Recorded data:
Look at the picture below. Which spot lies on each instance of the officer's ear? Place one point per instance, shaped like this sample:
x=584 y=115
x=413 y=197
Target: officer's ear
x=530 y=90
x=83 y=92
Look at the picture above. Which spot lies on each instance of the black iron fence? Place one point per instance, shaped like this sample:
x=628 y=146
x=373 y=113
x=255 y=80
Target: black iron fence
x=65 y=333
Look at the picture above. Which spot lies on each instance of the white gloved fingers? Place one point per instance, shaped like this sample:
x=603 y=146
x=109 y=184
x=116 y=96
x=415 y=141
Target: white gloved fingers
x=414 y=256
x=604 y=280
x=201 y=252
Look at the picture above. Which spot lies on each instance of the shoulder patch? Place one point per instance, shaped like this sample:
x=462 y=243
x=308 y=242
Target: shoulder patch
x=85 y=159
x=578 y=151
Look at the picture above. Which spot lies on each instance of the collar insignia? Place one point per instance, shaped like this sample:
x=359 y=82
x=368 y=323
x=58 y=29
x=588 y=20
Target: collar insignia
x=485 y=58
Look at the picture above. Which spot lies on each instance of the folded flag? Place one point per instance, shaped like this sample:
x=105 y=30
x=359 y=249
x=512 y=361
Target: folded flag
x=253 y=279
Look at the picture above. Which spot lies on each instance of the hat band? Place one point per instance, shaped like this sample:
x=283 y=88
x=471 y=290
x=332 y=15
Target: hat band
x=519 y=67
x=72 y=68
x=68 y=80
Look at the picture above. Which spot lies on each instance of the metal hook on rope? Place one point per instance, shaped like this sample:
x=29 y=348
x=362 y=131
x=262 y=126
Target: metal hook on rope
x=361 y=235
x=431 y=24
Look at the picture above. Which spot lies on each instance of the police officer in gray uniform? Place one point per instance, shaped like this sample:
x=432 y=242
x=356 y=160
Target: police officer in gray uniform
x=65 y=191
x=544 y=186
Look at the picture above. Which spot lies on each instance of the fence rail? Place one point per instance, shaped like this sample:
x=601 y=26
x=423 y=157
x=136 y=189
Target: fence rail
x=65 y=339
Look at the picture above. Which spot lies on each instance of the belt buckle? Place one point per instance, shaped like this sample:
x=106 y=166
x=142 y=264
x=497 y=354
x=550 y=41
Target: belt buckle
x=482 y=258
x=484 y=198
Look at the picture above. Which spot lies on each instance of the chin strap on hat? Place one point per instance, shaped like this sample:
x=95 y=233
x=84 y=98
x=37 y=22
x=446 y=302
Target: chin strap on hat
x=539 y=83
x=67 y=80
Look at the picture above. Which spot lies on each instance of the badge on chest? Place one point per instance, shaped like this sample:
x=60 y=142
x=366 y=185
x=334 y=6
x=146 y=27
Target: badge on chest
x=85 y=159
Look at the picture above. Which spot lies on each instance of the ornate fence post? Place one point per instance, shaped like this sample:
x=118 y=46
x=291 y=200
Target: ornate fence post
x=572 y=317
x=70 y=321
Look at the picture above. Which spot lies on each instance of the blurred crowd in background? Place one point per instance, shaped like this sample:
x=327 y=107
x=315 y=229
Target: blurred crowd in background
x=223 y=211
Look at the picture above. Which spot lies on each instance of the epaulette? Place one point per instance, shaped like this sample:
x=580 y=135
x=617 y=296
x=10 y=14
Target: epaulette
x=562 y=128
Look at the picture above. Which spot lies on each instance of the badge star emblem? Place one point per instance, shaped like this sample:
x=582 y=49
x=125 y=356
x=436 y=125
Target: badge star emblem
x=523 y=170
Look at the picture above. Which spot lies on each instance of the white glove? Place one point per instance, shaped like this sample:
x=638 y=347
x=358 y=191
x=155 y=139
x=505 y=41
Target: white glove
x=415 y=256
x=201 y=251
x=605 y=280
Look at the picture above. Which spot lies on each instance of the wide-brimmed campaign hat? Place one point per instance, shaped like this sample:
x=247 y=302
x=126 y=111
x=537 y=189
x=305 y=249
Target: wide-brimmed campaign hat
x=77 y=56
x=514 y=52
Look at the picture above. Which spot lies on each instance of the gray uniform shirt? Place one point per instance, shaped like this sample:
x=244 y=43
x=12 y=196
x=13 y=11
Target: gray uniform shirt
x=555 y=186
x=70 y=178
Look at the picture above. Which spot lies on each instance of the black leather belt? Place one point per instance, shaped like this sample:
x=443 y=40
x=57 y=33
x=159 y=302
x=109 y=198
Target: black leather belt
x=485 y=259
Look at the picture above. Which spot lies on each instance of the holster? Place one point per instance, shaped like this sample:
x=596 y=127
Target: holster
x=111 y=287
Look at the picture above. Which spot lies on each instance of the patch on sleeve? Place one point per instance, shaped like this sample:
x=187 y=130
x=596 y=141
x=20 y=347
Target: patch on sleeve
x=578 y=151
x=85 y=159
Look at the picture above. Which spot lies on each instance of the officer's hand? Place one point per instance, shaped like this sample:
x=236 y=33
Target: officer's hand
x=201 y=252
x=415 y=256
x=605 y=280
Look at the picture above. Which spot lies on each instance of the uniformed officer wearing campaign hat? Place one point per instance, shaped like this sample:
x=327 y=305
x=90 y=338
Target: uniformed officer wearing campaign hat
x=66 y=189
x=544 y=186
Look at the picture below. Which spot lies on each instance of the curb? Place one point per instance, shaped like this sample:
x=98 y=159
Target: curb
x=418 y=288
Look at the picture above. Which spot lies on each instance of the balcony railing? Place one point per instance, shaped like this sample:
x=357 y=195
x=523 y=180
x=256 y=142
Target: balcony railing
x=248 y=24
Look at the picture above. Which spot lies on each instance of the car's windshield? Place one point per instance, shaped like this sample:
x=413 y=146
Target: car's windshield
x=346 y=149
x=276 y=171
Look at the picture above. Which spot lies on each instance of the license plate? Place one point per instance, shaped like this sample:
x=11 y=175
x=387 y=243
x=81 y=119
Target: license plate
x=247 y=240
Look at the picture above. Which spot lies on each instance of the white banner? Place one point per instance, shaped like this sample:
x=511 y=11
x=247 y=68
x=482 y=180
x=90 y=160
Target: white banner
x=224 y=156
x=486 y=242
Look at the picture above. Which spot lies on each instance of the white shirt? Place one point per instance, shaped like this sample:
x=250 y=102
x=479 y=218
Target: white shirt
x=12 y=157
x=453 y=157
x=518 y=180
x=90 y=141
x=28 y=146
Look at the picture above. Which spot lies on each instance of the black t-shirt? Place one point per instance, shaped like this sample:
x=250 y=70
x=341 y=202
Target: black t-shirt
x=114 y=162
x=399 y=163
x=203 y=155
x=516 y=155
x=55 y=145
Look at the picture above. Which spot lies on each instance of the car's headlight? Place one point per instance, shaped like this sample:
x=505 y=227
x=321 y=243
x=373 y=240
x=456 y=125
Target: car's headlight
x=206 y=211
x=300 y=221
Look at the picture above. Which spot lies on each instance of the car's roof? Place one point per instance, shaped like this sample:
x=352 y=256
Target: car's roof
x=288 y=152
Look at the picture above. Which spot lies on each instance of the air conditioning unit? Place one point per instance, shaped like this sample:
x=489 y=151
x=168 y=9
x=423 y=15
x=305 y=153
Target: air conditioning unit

-- What to do --
Return all lines of the data in which the string "below" appears.

-- Output of the exercise --
Look at the picture below. Which spot lies on each instance of the officer's ear? Place one point per instance, shaped like this sample:
Look at the picture below. Which spot lies on each instance of the curb? Place one point per instance, shaped like this sample:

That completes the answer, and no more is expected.